(Excerpt):
········

Joseph Lachaud de Loqueyssie (1 October 1848 – 17 February 1896) was a French politician who was deputy of Tarn-et-Garonne in 1877–81.

==Early years==

Joseph-Eugène-Albert de Lachaud de Loqueyssie was born on 1 October 1848 in Montauban, Tarn-et-Garonne.
His parents were Pierre Jules Lachaud de Loqueyssie (1815–1883) and Rose Françoise Prax.
He was a captain in the Basses-Alpes Garde Mobile during the Franco-Prussian War, and on 26 November 1870 was wounded during the attack on Dijon.
On 2 June 1872 in Granges-d'Ans he married Jeanne Johnston (1849–1921), the granddaughter of Georges Johnston.
They had several children.
He became the owner of his father-in-law's Château de Redon in Granges-d'Ans and the Château de Pouzelande in Notre-Dame-de-Sanilhac.
After the death of his father-in-law, Eugene Gibiat, he directed the Pays and the Constitutionnel.

==Political career==

Lachaud de Loqueyssie had Bonapartist political views.
In the legislative elections of 23 April 1876 his uncle, Adrien Joseph Prax-Paris, ran for election in the first district of Montauban and encouraged him to run for election as a conservative in the second district of the same city.
He lost by 5,981 to 6,487 for his opponent, Léon Pagès^{(fr)}.
After the dissolution of the Chamber following the 16 May 1877 crisis he ran as the government candidate for the same seat and was elected.
He joined the Appel au peuple parliamentary group and voted with the right.
He ran for reelection on 21 August 1881 but was defeated by Léon Pagès, who won 5,853 votes to his 5,680.
After this he retired from politics.

Joseph Lachaud de Loqueyssie died on 17 February 1896 at the age of 47 in Notre-Dame-de-Sanilhac, Dordogne.

········

(Record excerpts):

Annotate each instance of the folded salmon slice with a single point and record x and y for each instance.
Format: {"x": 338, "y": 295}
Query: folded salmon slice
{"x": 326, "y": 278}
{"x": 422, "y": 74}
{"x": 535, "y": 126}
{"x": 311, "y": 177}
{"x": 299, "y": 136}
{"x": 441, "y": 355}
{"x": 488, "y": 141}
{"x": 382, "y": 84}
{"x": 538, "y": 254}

········

Reproduce the part of the Lachaud de Loqueyssie biography that begins with the words "In the legislative" and stops after the words "in Notre-Dame-de-Sanilhac, Dordogne.". The records are separate material and have no connection to the biography of Joseph Lachaud de Loqueyssie.

(Result of the exercise):
In the legislative elections of 23 April 1876 his uncle, Adrien Joseph Prax-Paris, ran for election in the first district of Montauban and encouraged him to run for election as a conservative in the second district of the same city.
He lost by 5,981 to 6,487 for his opponent, Léon Pagès^{(fr)}.
After the dissolution of the Chamber following the 16 May 1877 crisis he ran as the government candidate for the same seat and was elected.
He joined the Appel au peuple parliamentary group and voted with the right.
He ran for reelection on 21 August 1881 but was defeated by Léon Pagès, who won 5,853 votes to his 5,680.
After this he retired from politics.

Joseph Lachaud de Loqueyssie died on 17 February 1896 at the age of 47 in Notre-Dame-de-Sanilhac, Dordogne.